Source document:
BEGIN

Thread: usage of indexes for inner joins

usage of indexes for inner joins

From

"Jan Theodore Galkowski"

Date:

28 September 2007, 01:50:19

I fear this has been asked many times about PostgreSQL, and I have read
the docs about how indexes are supposed to be defined and used, but I
don't understand why the engine and optimizer is doing what it does in
the simplest of situations.  Is it that its tuning is heavily data
dependent?

My case of interest is more complicated, but I decided to create a toy
case to try to understand.  Here it is:


  -- Table "foo" DDL

  CREATE TABLE "public"."foo"(

  "projectid" int4 NOT NULL ,

  "uid" int4 NOT NULL ,

  "name" varchar(254) NOT NULL ,

  "ver" varchar(127) NOT NULL ,

  "startdate" date NOT NULL ,

  "enddate" date NOT NULL ,

  "status" varchar(254) NOT NULL ,

  "percentdone" numeric(7,2) NOT NULL ,

  "championuid" int4 NOT NULL ,

  "pmuid" int4 NOT NULL ,

  PRIMARY KEY ("projectid")

END

Stated goal 1:
Gather every line of the entries below that contains the word "stripe", and copy each one in full.

Records to use:

BEGIN

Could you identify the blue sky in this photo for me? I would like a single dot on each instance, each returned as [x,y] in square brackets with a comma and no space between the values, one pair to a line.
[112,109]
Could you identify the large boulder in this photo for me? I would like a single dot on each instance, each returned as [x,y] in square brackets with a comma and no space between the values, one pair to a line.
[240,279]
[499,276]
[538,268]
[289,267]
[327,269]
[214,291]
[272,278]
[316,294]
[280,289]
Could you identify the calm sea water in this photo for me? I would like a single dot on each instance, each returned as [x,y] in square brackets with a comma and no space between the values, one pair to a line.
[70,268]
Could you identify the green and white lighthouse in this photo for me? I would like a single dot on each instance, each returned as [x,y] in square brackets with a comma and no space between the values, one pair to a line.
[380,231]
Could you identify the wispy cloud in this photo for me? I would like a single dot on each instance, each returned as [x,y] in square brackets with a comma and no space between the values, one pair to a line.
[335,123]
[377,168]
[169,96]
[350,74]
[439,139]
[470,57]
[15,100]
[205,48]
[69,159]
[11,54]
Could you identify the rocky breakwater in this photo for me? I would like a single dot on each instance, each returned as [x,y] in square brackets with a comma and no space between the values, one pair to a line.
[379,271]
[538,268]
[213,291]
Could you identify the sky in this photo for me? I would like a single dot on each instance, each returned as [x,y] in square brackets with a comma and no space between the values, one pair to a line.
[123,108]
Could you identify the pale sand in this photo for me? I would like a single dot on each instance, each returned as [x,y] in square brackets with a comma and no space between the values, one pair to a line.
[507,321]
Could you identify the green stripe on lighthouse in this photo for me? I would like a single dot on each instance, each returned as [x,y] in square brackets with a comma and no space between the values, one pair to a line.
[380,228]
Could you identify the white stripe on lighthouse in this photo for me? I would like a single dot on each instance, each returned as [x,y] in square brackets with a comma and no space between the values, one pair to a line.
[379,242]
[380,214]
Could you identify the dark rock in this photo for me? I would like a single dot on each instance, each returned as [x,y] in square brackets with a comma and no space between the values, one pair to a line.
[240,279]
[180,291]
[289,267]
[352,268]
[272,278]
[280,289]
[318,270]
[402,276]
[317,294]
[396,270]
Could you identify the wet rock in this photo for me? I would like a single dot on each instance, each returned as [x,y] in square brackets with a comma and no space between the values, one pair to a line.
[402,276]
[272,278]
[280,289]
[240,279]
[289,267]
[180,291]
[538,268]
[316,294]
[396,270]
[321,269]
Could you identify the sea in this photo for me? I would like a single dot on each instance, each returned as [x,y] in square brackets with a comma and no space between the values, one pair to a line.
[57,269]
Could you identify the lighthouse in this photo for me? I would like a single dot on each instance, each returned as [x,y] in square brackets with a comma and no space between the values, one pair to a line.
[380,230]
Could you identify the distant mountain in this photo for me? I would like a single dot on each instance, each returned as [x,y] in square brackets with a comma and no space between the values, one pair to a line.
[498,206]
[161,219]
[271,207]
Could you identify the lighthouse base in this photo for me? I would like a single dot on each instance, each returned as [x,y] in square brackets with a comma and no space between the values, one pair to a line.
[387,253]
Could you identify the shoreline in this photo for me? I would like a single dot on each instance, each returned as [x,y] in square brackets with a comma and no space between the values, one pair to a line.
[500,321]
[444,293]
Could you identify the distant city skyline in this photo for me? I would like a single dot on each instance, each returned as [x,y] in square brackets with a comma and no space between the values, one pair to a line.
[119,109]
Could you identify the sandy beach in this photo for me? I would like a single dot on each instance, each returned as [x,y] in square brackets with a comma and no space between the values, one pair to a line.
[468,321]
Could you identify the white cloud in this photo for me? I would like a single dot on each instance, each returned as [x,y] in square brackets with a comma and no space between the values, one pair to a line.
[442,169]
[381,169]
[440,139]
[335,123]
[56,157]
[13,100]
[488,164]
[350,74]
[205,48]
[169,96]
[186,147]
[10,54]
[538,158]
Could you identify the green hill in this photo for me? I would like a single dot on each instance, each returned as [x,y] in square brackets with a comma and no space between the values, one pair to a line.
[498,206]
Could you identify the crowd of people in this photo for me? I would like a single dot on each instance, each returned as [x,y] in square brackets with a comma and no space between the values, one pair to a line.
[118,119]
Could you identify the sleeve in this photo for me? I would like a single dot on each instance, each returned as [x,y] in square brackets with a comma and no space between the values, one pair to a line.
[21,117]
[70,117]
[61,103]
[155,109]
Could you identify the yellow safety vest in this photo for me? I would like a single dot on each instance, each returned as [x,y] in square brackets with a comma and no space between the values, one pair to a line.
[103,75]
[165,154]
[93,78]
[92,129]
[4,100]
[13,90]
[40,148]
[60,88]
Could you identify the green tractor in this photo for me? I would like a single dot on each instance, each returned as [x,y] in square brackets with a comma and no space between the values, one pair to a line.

END

Stated goal 2:
Retype the forum thread on index usage for inner joins from above in its entirety, without altering anything.

Answer 1:
Could you identify the green stripe on lighthouse in this photo for me? I would like a single dot on each instance, each returned as [x,y] in square brackets with a comma and no space between the values, one pair to a line.
Could you identify the white stripe on lighthouse in this photo for me? I would like a single dot on each instance, each returned as [x,y] in square brackets with a comma and no space between the values, one pair to a line.

Answer 2:
Thread: usage of indexes for inner joins

usage of indexes for inner joins

From

"Jan Theodore Galkowski"

Date:

28 September 2007, 01:50:19

I fear this has been asked many times about PostgreSQL, and I have read
the docs about how indexes are supposed to be defined and used, but I
don't understand why the engine and optimizer is doing what it does in
the simplest of situations.  Is it that its tuning is heavily data
dependent?

My case of interest is more complicated, but I decided to create a toy
case to try to understand.  Here it is:


  -- Table "foo" DDL

  CREATE TABLE "public"."foo"(

  "projectid" int4 NOT NULL ,

  "uid" int4 NOT NULL ,

  "name" varchar(254) NOT NULL ,

  "ver" varchar(127) NOT NULL ,

  "startdate" date NOT NULL ,

  "enddate" date NOT NULL ,

  "status" varchar(254) NOT NULL ,

  "percentdone" numeric(7,2) NOT NULL ,

  "championuid" int4 NOT NULL ,

  "pmuid" int4 NOT NULL ,

  PRIMARY KEY ("projectid")